[Study text Boundary: Start]

1.3.   Paper outline

In Section 2, we combine the more theoretical approaches of ^[24] and ^[25] to develop a model specifically for the experiments of Weil et al. ^[3], which we then parametrize in Section 2.3. In Section 3, we present the simulation results and relate them to the experiments. We compare isotropic versus anisotropic diffusion and consider smooth or sharp transitions of the parameter functions at the boundary of the lesion. We also perform a sensitivity analysis. Section 4 includes the two treatments that were used in the experiments. The first treatment is targeted therapy that reduces the formation of tumor microtubes paired with surgery. The second treatment is an immunosuppressant treatment with dexamethasone paired with surgery. Our model confirms the finding that inhibition of TM formation is a more effective treatment than immune suppression. We finish with a discussion in Section 5 where we relate our results to current research, explain their significance, and suggest avenues of further research.

2.   The model

In our modeling, we assume that the biological domain is roughly radially symmetric. This enables us to use results from Bica et al. ^[25] to explicitly derive the anisotropic diffusion term in a radial symmetric case.

[Study text Boundary: End]

Task directions -
Write out the passage from the paper outline word for word, beginning with the words "2.   The model" and stopping after the words "radial symmetric case.".

[Dataset extract Boundary: Start]

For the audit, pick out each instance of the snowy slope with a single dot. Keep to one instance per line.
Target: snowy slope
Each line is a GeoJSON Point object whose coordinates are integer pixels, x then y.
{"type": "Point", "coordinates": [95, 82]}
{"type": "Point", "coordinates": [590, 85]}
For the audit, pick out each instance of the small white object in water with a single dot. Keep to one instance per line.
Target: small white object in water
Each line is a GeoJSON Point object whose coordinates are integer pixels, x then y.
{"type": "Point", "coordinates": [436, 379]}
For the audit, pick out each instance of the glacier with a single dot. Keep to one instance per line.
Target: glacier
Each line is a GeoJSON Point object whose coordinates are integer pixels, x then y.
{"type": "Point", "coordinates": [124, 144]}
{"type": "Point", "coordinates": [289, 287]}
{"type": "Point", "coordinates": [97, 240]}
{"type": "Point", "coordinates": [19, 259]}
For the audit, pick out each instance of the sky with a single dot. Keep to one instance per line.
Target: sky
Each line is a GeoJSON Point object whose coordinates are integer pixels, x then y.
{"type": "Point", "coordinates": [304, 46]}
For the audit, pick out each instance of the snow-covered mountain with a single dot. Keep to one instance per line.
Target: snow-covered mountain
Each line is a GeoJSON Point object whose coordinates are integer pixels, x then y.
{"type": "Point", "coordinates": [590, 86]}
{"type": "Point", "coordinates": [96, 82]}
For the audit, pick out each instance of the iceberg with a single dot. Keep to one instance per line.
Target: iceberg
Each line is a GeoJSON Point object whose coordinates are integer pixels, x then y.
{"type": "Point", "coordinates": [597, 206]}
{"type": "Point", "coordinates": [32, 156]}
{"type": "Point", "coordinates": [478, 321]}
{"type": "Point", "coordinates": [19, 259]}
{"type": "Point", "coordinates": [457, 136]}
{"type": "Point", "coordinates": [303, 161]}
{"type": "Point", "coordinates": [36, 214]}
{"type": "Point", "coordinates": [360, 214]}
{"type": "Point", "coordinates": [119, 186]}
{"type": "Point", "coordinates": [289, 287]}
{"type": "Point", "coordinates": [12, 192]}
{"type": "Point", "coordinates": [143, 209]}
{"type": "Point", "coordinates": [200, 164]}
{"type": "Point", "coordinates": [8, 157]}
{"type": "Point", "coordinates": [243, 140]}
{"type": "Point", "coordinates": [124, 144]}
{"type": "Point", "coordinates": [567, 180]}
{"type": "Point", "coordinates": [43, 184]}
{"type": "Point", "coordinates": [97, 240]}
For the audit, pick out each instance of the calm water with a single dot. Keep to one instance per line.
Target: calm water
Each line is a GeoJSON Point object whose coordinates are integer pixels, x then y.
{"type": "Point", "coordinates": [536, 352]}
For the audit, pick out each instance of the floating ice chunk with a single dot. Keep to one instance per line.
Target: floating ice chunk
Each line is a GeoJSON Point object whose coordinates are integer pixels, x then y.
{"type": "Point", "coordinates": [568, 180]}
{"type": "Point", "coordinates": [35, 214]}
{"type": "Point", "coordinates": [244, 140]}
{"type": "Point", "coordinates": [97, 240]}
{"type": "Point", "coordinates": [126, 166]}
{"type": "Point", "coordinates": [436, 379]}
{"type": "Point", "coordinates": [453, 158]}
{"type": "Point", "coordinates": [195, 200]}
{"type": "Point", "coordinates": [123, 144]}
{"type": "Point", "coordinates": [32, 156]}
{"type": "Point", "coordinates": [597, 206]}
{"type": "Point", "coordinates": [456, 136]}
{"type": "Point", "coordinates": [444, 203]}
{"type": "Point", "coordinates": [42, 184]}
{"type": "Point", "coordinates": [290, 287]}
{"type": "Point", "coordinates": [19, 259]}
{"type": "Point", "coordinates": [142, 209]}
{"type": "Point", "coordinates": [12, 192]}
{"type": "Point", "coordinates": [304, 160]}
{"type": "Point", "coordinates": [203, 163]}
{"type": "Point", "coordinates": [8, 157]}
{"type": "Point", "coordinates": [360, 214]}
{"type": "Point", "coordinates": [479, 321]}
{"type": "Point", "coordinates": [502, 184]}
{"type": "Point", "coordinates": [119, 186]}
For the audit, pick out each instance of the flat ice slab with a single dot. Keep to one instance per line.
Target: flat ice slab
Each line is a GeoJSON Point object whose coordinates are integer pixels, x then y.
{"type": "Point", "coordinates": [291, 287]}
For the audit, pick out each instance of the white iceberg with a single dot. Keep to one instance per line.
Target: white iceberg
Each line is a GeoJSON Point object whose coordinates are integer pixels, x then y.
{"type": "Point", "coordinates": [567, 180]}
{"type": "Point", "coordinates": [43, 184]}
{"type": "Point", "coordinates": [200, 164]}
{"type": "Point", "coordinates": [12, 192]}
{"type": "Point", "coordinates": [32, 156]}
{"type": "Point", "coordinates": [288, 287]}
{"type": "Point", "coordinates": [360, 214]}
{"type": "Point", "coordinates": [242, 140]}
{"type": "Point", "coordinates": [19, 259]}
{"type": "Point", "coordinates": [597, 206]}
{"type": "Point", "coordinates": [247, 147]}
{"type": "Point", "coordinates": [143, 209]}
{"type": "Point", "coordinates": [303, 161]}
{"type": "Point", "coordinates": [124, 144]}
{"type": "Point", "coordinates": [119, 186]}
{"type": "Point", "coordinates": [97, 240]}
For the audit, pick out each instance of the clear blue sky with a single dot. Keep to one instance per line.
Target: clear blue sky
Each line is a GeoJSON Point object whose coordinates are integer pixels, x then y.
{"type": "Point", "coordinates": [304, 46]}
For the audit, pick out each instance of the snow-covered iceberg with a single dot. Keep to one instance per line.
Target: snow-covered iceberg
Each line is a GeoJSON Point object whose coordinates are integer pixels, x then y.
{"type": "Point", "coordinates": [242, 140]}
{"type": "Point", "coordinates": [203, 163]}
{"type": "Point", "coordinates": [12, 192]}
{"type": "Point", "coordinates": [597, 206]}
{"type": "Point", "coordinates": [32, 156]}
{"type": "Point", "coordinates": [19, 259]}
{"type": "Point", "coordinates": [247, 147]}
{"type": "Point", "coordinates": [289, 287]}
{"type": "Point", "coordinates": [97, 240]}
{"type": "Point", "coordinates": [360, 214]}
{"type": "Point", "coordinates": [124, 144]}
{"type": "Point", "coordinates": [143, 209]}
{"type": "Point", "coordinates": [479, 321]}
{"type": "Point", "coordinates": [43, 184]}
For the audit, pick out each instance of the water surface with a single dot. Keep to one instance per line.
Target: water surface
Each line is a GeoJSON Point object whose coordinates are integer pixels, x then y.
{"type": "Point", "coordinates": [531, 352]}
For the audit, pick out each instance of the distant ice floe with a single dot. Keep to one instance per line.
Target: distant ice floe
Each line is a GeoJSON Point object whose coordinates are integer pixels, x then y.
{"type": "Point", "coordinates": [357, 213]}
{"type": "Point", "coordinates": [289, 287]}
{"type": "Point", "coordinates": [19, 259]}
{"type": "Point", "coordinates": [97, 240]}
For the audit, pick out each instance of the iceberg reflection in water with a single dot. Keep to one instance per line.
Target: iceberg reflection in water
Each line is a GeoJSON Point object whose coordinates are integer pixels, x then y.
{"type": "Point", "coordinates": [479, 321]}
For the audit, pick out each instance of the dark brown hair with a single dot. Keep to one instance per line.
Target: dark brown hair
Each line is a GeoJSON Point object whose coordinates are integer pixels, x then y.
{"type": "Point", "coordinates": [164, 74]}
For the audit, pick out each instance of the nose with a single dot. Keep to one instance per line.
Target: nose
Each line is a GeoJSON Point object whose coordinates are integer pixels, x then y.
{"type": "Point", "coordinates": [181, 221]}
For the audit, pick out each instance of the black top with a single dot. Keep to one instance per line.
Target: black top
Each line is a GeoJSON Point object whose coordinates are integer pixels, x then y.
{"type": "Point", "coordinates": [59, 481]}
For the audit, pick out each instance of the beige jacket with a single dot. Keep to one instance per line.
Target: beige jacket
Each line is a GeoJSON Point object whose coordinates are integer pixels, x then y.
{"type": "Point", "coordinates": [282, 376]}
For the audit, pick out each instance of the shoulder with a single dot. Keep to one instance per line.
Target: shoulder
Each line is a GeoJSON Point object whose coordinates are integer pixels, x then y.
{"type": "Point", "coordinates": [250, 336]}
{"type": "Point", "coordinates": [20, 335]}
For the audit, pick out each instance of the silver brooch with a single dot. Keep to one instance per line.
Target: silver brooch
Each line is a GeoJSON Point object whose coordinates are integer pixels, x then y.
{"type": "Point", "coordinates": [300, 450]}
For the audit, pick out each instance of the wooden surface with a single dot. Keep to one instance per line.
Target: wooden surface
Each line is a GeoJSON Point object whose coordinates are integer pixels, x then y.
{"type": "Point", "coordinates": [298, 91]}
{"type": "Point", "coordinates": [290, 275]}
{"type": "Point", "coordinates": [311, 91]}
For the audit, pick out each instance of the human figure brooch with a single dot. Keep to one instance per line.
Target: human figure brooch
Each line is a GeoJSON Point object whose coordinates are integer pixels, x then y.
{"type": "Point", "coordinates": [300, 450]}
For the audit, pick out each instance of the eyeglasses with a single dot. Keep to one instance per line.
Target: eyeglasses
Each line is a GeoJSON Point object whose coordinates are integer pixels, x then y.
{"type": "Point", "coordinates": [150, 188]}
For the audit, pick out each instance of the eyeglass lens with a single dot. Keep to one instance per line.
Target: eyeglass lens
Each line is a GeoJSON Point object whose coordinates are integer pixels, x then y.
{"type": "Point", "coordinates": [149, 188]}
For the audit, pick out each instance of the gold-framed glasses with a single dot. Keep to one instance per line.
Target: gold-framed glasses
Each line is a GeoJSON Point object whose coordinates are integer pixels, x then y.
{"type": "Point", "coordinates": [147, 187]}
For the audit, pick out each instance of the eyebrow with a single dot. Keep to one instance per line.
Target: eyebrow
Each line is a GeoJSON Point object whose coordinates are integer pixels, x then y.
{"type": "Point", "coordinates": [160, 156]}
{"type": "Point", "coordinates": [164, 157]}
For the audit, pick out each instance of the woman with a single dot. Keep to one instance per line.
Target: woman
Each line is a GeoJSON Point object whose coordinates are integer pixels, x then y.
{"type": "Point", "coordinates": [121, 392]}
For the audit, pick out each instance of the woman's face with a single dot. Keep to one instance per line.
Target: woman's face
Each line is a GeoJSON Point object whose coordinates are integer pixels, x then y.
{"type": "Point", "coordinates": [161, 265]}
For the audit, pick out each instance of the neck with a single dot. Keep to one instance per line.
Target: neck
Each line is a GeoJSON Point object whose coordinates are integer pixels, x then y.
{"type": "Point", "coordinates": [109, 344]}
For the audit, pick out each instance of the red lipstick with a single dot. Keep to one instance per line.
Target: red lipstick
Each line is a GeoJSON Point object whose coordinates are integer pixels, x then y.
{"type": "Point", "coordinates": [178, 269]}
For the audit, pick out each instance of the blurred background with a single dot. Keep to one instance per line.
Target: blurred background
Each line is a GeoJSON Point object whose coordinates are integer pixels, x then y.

[Dataset extract Boundary: End]

Written reply -
2.   The model

In our modeling, we assume that the biological domain is roughly radially symmetric. This enables us to use results from Bica et al. ^[25] to explicitly derive the anisotropic diffusion term in a radial symmetric case.